Set out exactly, and with nothing added, the line containing "In this picture, where can the white" and every line after it through the final line of the data.

[Stored entries]

########

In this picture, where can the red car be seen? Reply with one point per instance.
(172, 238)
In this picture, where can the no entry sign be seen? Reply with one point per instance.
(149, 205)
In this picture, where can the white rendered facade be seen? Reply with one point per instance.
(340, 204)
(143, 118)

########

= EXERCISE SOLUTION =
In this picture, where can the white rendered facade be seen? Reply with one point per instance.
(340, 204)
(143, 118)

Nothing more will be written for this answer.